Excerpted passage:
---
The burial site was a gravel pit on the north bank of Derventa River, close to its confluence with Lake Perućac, 13 km from Bajina Bašta and 2 km from the village of Rastiste. It contained parts of a truck refrigerator container that was used to bring the bodies. The bones and clothing retrieved showed evidence of burning.

Of 48 bodies examined by the Institute of Pathology and Forensic Medicine of Belgrade Military Hospital, 38 were male, one was female, and the sex of nine could not be established. Dressed in civilian clothing, age of the victims ranged from mid-adolescence to elderly. There was considerable ballistic evidence including classic execution style gunshot wounds to the head in many cases. They had been buried for about two years and the condition of the remains indicated that they had spent some time in the water. Identity documents belonging to two persons from Djakovica were found with the exhumed bodies.
---
Records:
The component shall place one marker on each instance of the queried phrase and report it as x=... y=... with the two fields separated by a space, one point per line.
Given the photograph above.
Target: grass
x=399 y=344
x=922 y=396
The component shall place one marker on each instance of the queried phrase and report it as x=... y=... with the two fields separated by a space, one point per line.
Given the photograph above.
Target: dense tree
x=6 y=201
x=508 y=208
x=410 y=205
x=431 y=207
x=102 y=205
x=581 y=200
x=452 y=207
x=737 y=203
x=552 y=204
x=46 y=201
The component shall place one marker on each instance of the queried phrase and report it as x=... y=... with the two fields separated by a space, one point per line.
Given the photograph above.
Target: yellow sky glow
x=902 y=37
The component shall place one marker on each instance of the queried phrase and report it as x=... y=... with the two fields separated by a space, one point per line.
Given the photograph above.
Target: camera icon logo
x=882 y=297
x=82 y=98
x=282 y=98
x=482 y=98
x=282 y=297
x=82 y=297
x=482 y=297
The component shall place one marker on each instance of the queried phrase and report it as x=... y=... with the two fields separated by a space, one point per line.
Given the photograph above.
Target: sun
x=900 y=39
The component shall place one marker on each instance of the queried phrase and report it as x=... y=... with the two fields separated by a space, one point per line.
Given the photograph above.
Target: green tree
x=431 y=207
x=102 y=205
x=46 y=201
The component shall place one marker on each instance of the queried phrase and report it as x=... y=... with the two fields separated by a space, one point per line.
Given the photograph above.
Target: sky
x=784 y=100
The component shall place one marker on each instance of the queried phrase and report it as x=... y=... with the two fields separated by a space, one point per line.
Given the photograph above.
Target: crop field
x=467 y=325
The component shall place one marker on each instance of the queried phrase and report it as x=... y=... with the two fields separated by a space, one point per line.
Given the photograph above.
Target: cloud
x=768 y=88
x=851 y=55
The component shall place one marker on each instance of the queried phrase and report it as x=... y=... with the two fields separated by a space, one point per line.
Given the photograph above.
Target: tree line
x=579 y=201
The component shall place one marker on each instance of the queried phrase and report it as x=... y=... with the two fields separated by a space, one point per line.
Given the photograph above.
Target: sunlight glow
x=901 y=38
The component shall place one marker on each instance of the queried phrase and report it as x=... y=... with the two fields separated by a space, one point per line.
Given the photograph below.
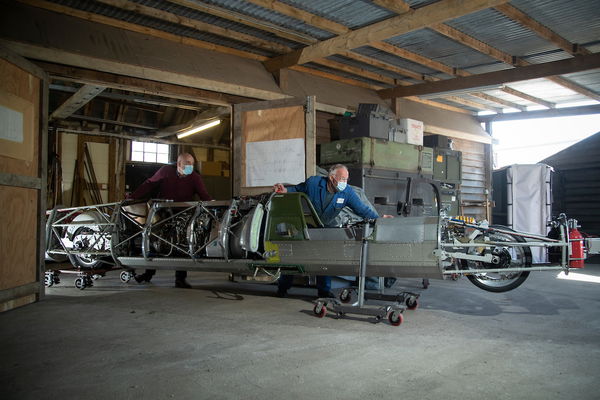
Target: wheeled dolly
x=84 y=279
x=392 y=311
x=127 y=275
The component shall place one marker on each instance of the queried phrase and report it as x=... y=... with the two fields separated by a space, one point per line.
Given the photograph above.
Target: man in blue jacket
x=329 y=195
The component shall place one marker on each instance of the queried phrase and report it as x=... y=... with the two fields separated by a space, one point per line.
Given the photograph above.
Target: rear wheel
x=507 y=257
x=81 y=240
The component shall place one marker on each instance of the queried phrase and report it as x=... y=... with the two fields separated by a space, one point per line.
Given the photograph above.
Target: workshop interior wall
x=19 y=217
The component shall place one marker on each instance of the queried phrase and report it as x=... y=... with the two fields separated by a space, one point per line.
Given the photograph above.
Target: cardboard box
x=211 y=168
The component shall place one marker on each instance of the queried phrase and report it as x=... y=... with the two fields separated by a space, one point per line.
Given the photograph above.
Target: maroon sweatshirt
x=172 y=186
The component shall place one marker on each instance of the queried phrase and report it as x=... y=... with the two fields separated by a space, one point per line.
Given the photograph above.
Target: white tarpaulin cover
x=529 y=201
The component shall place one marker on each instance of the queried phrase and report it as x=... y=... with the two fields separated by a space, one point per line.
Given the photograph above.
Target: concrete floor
x=224 y=340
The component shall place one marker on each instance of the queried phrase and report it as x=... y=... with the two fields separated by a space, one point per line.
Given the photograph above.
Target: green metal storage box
x=378 y=153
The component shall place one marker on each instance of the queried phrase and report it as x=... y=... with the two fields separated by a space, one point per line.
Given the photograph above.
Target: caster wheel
x=125 y=276
x=412 y=303
x=80 y=283
x=395 y=318
x=320 y=310
x=345 y=296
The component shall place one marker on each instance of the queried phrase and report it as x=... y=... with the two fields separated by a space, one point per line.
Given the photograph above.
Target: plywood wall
x=21 y=93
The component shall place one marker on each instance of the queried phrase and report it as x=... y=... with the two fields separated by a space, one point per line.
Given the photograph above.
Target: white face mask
x=188 y=169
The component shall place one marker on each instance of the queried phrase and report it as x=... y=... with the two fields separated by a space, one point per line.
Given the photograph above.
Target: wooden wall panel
x=270 y=124
x=18 y=231
x=16 y=82
x=21 y=88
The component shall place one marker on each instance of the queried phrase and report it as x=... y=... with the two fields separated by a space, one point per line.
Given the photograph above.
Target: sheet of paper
x=275 y=161
x=11 y=125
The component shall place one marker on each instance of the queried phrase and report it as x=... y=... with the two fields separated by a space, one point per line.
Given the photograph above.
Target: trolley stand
x=85 y=277
x=393 y=312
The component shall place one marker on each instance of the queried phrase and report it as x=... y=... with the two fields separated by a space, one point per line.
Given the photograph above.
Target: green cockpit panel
x=290 y=215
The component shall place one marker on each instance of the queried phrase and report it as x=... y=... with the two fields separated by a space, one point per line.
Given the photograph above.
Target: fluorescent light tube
x=198 y=129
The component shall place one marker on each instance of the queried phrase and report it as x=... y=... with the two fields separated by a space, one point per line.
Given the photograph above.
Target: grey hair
x=335 y=167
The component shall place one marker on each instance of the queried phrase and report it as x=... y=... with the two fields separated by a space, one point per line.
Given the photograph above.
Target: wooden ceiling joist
x=79 y=99
x=525 y=96
x=138 y=85
x=408 y=22
x=197 y=25
x=519 y=16
x=246 y=20
x=576 y=64
x=400 y=7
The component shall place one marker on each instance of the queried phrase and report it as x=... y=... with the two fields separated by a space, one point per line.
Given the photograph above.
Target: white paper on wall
x=529 y=200
x=11 y=126
x=275 y=161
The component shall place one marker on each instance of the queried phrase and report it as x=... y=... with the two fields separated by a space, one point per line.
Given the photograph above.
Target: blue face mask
x=188 y=169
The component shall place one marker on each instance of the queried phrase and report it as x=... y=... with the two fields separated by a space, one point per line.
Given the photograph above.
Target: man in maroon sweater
x=177 y=183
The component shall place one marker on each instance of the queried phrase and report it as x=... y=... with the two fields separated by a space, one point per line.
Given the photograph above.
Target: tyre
x=80 y=283
x=320 y=310
x=345 y=296
x=412 y=303
x=395 y=318
x=84 y=261
x=509 y=257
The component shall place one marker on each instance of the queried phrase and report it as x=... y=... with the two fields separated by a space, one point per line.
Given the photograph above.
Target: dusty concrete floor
x=224 y=340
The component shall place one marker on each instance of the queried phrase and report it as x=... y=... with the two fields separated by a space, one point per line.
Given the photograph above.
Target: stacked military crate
x=386 y=158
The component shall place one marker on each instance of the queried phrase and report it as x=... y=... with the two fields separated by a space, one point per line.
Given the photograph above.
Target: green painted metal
x=377 y=153
x=290 y=214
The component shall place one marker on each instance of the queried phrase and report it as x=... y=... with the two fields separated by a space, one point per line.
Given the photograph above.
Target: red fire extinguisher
x=577 y=248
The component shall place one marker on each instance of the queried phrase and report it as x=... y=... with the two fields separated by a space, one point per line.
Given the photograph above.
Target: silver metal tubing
x=512 y=244
x=364 y=254
x=498 y=270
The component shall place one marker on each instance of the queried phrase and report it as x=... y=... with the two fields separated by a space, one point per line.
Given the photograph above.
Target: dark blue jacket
x=315 y=188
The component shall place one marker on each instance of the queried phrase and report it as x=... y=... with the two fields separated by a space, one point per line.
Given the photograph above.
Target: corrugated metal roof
x=271 y=16
x=217 y=21
x=437 y=47
x=577 y=21
x=494 y=28
x=351 y=13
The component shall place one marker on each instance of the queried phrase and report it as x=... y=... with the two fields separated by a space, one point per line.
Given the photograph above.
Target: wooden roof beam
x=197 y=25
x=417 y=58
x=420 y=18
x=336 y=28
x=576 y=64
x=246 y=20
x=519 y=16
x=400 y=7
x=80 y=98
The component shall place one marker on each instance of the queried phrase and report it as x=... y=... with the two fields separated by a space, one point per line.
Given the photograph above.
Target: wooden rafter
x=519 y=16
x=336 y=28
x=79 y=99
x=508 y=59
x=197 y=25
x=400 y=7
x=576 y=64
x=408 y=22
x=246 y=20
x=526 y=96
x=417 y=58
x=179 y=39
---
Exercise goal:
How far from Bajina Bašta was the gravel pit described in the burial-site passage?

Solution to the problem:
13 km